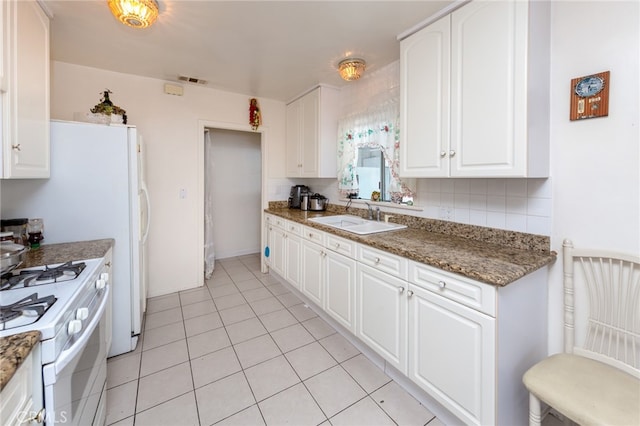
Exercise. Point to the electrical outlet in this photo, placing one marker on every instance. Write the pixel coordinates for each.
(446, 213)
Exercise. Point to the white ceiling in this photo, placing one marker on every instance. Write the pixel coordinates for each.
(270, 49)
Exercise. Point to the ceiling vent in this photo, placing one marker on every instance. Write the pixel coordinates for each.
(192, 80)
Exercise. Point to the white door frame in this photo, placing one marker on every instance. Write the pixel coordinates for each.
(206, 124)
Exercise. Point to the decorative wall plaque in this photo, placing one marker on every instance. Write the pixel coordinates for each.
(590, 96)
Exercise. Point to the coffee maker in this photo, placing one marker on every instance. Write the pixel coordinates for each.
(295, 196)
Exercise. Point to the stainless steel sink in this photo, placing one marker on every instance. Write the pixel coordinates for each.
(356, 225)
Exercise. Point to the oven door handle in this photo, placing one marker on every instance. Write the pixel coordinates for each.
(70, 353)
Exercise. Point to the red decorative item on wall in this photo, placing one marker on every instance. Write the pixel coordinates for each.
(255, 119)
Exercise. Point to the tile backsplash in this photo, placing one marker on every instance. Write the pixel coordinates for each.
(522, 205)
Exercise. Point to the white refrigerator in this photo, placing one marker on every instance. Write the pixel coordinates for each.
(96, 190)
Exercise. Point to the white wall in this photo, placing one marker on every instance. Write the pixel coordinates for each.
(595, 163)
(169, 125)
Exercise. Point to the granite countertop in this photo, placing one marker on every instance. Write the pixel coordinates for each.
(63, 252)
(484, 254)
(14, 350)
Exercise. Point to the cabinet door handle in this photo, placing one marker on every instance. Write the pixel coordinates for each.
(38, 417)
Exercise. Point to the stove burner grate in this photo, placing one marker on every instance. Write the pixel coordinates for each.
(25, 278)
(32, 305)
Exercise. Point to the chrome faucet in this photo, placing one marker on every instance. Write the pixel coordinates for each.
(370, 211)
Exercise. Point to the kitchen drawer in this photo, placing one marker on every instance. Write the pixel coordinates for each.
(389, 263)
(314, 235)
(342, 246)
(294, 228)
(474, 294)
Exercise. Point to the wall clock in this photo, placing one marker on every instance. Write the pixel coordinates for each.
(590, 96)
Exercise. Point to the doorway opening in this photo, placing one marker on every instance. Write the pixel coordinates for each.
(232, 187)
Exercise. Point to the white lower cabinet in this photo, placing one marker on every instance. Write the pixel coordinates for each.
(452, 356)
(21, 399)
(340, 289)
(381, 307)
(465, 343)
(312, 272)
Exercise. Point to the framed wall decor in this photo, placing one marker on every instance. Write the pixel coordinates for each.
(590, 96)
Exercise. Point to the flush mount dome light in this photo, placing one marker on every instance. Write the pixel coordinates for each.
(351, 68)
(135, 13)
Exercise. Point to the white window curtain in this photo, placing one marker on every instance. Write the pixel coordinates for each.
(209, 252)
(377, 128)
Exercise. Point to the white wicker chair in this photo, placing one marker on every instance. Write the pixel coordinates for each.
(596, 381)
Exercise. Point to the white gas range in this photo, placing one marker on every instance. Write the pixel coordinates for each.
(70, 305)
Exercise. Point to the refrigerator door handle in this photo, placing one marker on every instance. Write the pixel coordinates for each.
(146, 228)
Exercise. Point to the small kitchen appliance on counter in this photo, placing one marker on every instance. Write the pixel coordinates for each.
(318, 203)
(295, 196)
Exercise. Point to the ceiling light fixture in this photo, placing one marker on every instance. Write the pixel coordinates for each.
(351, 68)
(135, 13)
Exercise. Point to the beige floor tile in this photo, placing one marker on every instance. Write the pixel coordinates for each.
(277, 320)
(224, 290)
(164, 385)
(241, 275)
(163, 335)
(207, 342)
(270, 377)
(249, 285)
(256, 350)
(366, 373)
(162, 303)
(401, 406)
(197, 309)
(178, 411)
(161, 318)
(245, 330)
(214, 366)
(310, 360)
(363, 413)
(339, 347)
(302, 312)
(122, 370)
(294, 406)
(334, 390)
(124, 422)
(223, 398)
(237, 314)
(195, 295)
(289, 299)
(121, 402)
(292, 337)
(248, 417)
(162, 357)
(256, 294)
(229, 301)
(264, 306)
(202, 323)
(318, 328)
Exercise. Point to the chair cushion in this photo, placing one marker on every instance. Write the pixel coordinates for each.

================

PROBLEM: Locate the line that contains "Exercise. Point to the refrigerator", then please quote it and every line after it to the end of the entries above, exactly and with nothing else.

SOLUTION:
Exercise. Point to the refrigerator door handle in this photo, placing one marker on every instance. Write the pixel coordinates for each.
(146, 228)
Exercise. Point to the small kitchen appliance on counter in this photo, placing one marker on every instance. Write the pixel coordinates for each.
(318, 203)
(295, 196)
Exercise. Point to the ceiling light fixture in this photo, placing one marker on every instance. Write the pixel coordinates for each.
(351, 68)
(135, 13)
Exercise. Point to the beige floor tile in this photo, placing one marker on every instance. Write the pixel coordinates for each.
(277, 320)
(224, 290)
(164, 385)
(241, 275)
(163, 335)
(207, 342)
(270, 377)
(249, 285)
(256, 350)
(366, 373)
(162, 303)
(401, 406)
(197, 309)
(178, 411)
(161, 318)
(245, 330)
(214, 366)
(310, 360)
(363, 413)
(339, 347)
(302, 312)
(122, 370)
(294, 406)
(334, 390)
(124, 422)
(223, 398)
(237, 314)
(195, 295)
(289, 299)
(121, 402)
(292, 337)
(248, 417)
(162, 357)
(256, 294)
(229, 301)
(264, 306)
(202, 323)
(318, 328)
Exercise. Point to the chair cushion in this photo, placing one marker on every instance. Write the pixel coordinates for each.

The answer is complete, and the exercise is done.